Image source: Displayr

Correlation-based forecasting models are another popular financial forecasting technique. These models pin down correlating variables and examine their relationship. For instance, by examining how prices and costs or supply and demand affect each other, decision-makers can more easily predict financial outcomes.

Statistical Forecasting Models

Quantitative forecasting models are just one of the many tools in your toolkit. And while they’re not the only way to accurately forecast demand, they are definitely one of the best.

By using these methods, businesses can create relationships between the findings of other disciplines. The end goal is to predict how your business operation compares to other similar businesses. Most commonly, these models use the Gaussian analysis that can be helpful in modeling and mitigating risks and forecast the probabilities of future outcomes.

Financial Forecasting for Startups

As a startup, financial forecasting is one of the most important factors to consider.

Unfortunately, due to the lack of sufficient realistic data, many entrepreneurs put off making financial projections.

However, the good news is that by choosing the best financial forecasting model and consulting with the right people, you'll gather just enough data to make realistic financial projections.

Here are three steps to take to get started with financial forecasting for your startup.

Decide on a Financial Forecasting Model

The two most commonly used models, as discussed above, are the bottom-up and top-down models. Early-stage startups may realize they don't have enough data points to create projections using the bottom-up financial model. One way of using this approach is to use data from your competitors, but keep in mind that every business operates differently.

A better approach for early-stage businesses would be the top-down model.

Ask for Your Team's Input

Another great way to gather enough data and build realistic financial projections is to consult with your team members.

The best team members to ask for input are:

  • The Business Owner: They possess vital information, such as an in-depth understanding of the business's needs, the target market, and opportunities.
  • The CFO: They can analyze your financial data, make reports, and come up with recommendations on how you can make your business more profitable. If you haven't hired a CFO, consider working with a contractor.
  • The Sales Leader: They can offer insight into the sales strategy and potential of your business.

> [Collected data]
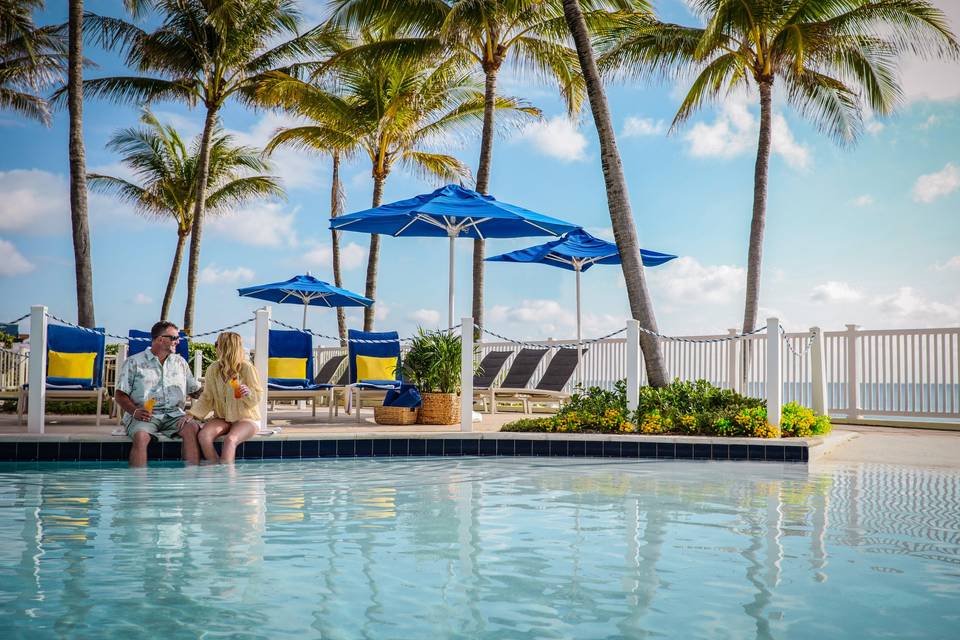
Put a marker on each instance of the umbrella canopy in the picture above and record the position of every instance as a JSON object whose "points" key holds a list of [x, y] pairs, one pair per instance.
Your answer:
{"points": [[453, 212], [578, 251], [308, 291]]}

> [Required task]
Please echo the whole financial forecasting text back word for word.

> [Result for this exercise]
Image source: Displayr

Correlation-based forecasting models are another popular financial forecasting technique. These models pin down correlating variables and examine their relationship. For instance, by examining how prices and costs or supply and demand affect each other, decision-makers can more easily predict financial outcomes.

Statistical Forecasting Models

Quantitative forecasting models are just one of the many tools in your toolkit. And while they’re not the only way to accurately forecast demand, they are definitely one of the best.

By using these methods, businesses can create relationships between the findings of other disciplines. The end goal is to predict how your business operation compares to other similar businesses. Most commonly, these models use the Gaussian analysis that can be helpful in modeling and mitigating risks and forecast the probabilities of future outcomes.

Financial Forecasting for Startups

As a startup, financial forecasting is one of the most important factors to consider.

Unfortunately, due to the lack of sufficient realistic data, many entrepreneurs put off making financial projections.

However, the good news is that by choosing the best financial forecasting model and consulting with the right people, you'll gather just enough data to make realistic financial projections.

Here are three steps to take to get started with financial forecasting for your startup.

Decide on a Financial Forecasting Model

The two most commonly used models, as discussed above, are the bottom-up and top-down models. Early-stage startups may realize they don't have enough data points to create projections using the bottom-up financial model. One way of using this approach is to use data from your competitors, but keep in mind that every business operates differently.

A better approach for early-stage businesses would be the top-down model.

Ask for Your Team's Input

Another great way to gather enough data and build realistic financial projections is to consult with your team members.

The best team members to ask for input are:

  • The Business Owner: They possess vital information, such as an in-depth understanding of the business's needs, the target market, and opportunities.
  • The CFO: They can analyze your financial data, make reports, and come up with recommendations on how you can make your business more profitable. If you haven't hired a CFO, consider working with a contractor.
  • The Sales Leader: They can offer insight into the sales strategy and potential of your business.